### What you are asked to do
Produce an exact transcription of the listing below, omitting the pictures.

### Input records
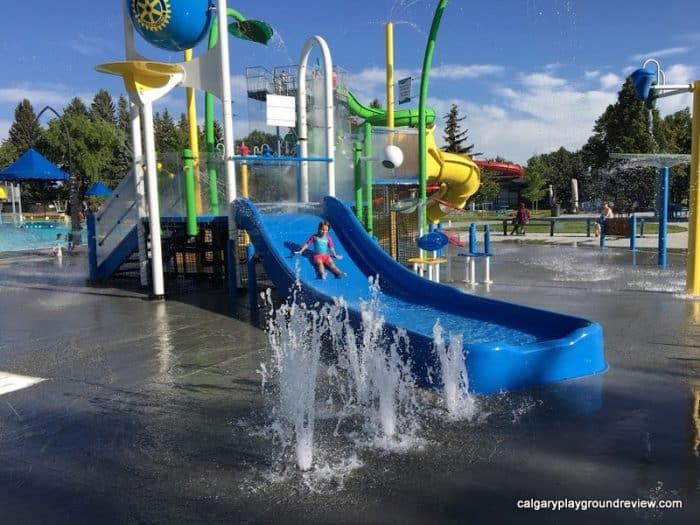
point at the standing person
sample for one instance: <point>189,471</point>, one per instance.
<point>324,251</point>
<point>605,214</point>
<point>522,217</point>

### Task response
point at the standing person
sample for one instance: <point>189,471</point>, one per instance.
<point>324,251</point>
<point>605,214</point>
<point>522,217</point>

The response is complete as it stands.